• [Task brief]
Rewrite every line from the line with "every cherry breakfast" to the line with "(0, 123), (236, 206)", both ends included, and scale each box coordinate by 0.6, rounding to whole numbers with halves going up. Keep the wording lines and their format samples unchanged, and give only those lines.

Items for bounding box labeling

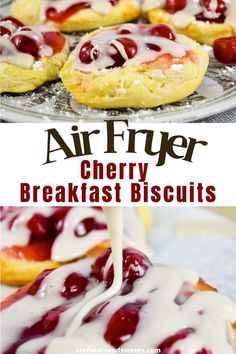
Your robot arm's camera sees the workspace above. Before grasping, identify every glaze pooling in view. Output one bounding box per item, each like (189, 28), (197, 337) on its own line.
(1, 207), (149, 262)
(2, 254), (236, 354)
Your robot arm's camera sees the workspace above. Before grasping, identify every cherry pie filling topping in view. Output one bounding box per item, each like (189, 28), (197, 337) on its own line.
(0, 17), (65, 67)
(43, 0), (119, 23)
(1, 207), (107, 261)
(2, 248), (236, 354)
(75, 24), (195, 72)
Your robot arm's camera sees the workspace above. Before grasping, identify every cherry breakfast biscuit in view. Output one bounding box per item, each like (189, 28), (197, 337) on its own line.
(143, 0), (236, 45)
(60, 24), (208, 108)
(12, 0), (141, 32)
(1, 248), (236, 354)
(0, 207), (151, 285)
(0, 17), (69, 93)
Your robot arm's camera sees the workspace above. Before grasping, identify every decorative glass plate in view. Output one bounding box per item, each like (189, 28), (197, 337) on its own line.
(1, 0), (236, 122)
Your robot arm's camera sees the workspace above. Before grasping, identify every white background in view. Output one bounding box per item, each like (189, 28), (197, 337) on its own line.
(0, 123), (236, 206)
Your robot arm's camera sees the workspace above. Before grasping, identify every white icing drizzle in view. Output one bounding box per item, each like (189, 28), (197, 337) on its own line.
(40, 0), (112, 21)
(0, 36), (34, 68)
(74, 24), (196, 72)
(2, 260), (236, 354)
(1, 21), (17, 33)
(0, 21), (60, 68)
(225, 0), (236, 34)
(0, 207), (52, 249)
(66, 207), (124, 337)
(1, 207), (150, 262)
(143, 0), (236, 33)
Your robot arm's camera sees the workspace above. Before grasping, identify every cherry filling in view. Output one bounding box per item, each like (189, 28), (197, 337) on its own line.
(164, 0), (187, 14)
(0, 17), (65, 60)
(92, 248), (151, 287)
(213, 36), (236, 64)
(195, 0), (227, 23)
(61, 273), (88, 299)
(0, 16), (24, 36)
(46, 0), (119, 23)
(74, 217), (107, 237)
(2, 207), (107, 261)
(79, 24), (176, 69)
(104, 301), (145, 348)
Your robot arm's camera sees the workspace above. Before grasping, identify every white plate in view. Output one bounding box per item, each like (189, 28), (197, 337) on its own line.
(1, 208), (236, 300)
(1, 0), (236, 122)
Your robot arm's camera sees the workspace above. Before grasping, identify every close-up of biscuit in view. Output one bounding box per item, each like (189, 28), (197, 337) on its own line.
(0, 207), (151, 286)
(60, 24), (208, 108)
(11, 0), (141, 32)
(147, 9), (233, 45)
(143, 0), (236, 45)
(0, 17), (69, 93)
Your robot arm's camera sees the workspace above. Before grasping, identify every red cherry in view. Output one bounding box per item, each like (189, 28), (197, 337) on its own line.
(92, 248), (151, 286)
(0, 207), (16, 221)
(61, 272), (88, 299)
(27, 269), (54, 296)
(111, 37), (138, 68)
(27, 213), (48, 241)
(74, 217), (107, 237)
(49, 207), (71, 235)
(104, 301), (145, 348)
(8, 214), (20, 230)
(83, 302), (109, 323)
(0, 16), (24, 28)
(146, 43), (161, 52)
(37, 347), (47, 354)
(43, 31), (66, 53)
(0, 16), (24, 36)
(150, 24), (176, 41)
(79, 41), (100, 64)
(157, 328), (194, 354)
(213, 36), (236, 64)
(164, 0), (187, 14)
(117, 28), (131, 34)
(11, 34), (38, 59)
(0, 284), (29, 311)
(0, 25), (12, 36)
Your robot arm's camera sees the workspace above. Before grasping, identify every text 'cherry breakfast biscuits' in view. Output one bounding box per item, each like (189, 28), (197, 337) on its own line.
(60, 24), (208, 108)
(0, 207), (151, 285)
(1, 248), (236, 354)
(12, 0), (141, 32)
(143, 0), (236, 45)
(0, 17), (69, 93)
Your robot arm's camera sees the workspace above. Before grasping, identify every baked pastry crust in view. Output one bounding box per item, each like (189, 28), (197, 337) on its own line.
(11, 0), (141, 32)
(0, 207), (152, 286)
(147, 8), (233, 45)
(0, 43), (69, 93)
(60, 29), (209, 108)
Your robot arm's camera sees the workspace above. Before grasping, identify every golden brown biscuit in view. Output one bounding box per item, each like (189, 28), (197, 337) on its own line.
(60, 24), (208, 108)
(0, 207), (152, 286)
(0, 19), (69, 93)
(144, 0), (236, 45)
(11, 0), (141, 32)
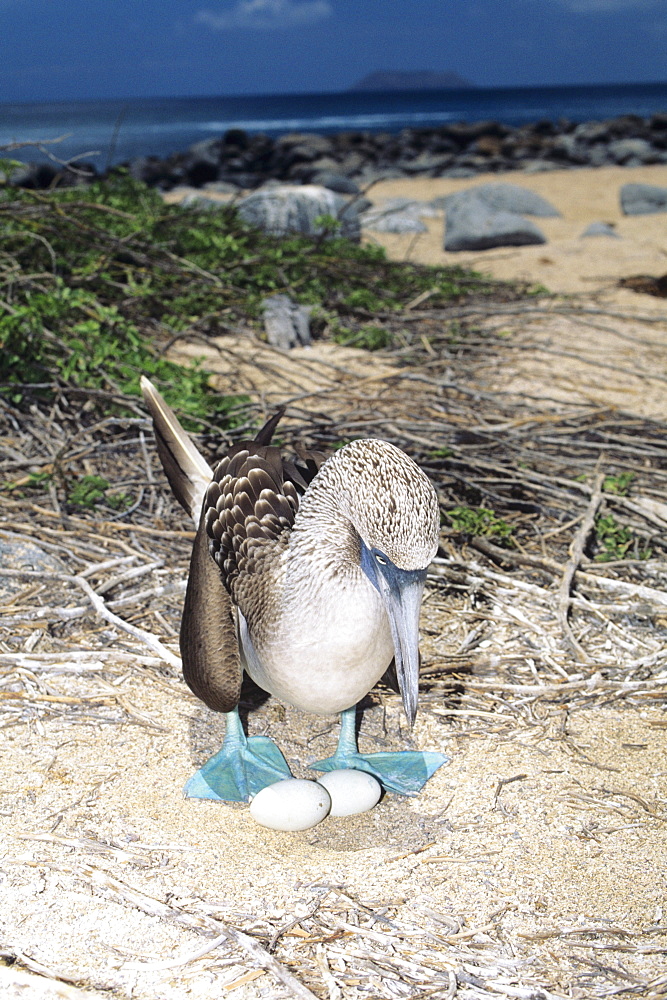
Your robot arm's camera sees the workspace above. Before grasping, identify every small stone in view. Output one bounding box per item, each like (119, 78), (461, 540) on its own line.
(581, 222), (620, 240)
(250, 778), (331, 830)
(317, 768), (382, 816)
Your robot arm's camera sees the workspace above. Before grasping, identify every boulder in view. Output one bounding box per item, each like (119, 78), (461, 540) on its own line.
(237, 184), (361, 243)
(361, 198), (440, 233)
(621, 184), (667, 215)
(581, 222), (620, 240)
(262, 295), (312, 351)
(439, 184), (560, 219)
(178, 188), (229, 211)
(607, 139), (658, 166)
(0, 537), (66, 603)
(444, 196), (546, 251)
(310, 170), (361, 194)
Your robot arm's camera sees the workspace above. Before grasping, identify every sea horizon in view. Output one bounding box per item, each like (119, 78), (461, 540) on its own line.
(0, 81), (667, 169)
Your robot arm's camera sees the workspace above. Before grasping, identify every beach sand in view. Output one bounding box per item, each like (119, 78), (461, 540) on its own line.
(0, 167), (667, 1000)
(367, 165), (667, 302)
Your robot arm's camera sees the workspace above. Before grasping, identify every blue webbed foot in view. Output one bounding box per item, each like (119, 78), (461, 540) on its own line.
(310, 750), (449, 795)
(310, 708), (449, 795)
(183, 710), (292, 802)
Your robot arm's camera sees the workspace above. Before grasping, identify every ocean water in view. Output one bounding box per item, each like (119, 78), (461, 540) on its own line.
(0, 83), (667, 169)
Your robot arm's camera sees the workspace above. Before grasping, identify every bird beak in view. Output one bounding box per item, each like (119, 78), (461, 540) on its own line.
(377, 562), (426, 726)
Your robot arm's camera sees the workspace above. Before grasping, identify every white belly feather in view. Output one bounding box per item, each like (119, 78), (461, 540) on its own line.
(239, 578), (394, 715)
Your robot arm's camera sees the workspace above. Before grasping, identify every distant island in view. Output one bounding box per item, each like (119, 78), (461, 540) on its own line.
(348, 69), (475, 90)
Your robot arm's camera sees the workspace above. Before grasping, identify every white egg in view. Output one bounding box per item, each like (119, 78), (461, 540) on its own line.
(250, 778), (331, 830)
(317, 768), (382, 816)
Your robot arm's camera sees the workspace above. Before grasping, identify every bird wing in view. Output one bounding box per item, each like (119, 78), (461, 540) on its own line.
(140, 375), (213, 526)
(204, 442), (323, 610)
(141, 376), (324, 712)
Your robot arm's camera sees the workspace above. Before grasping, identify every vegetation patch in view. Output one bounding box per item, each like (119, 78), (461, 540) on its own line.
(0, 172), (496, 426)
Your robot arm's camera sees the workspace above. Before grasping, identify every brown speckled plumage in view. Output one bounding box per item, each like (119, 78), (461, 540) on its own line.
(141, 376), (439, 714)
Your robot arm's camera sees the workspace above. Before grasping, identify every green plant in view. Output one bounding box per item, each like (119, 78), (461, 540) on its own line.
(446, 507), (514, 545)
(0, 174), (508, 426)
(602, 472), (635, 497)
(333, 323), (392, 351)
(595, 514), (652, 562)
(67, 476), (132, 510)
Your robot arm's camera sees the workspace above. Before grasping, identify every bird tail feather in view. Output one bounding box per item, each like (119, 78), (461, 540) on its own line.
(141, 375), (213, 526)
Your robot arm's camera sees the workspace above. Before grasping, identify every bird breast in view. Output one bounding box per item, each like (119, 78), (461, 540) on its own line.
(239, 567), (394, 715)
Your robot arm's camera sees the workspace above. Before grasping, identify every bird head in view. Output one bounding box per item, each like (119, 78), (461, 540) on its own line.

• [Final answer]
Your robot arm's camera sees the workspace above. Before grasping, identify every cherry breakfast biscuit in view. Output one bounding box per item, each like (189, 28), (197, 337) on its own line.
(86, 0), (142, 27)
(36, 14), (125, 65)
(7, 0), (85, 19)
(1, 149), (142, 212)
(0, 124), (91, 171)
(0, 10), (41, 56)
Your robot arm's camera sees the workspace above. Before grasping, identify every decorative glass plate in view. Output one bounding box per item, each like (189, 28), (197, 337) on its own line.
(1, 0), (142, 73)
Your robot arm's camera sees the workspace above. Before grasping, identify every white background in view. Output one bounding box per item, each like (189, 28), (197, 337) on its own line.
(0, 74), (142, 124)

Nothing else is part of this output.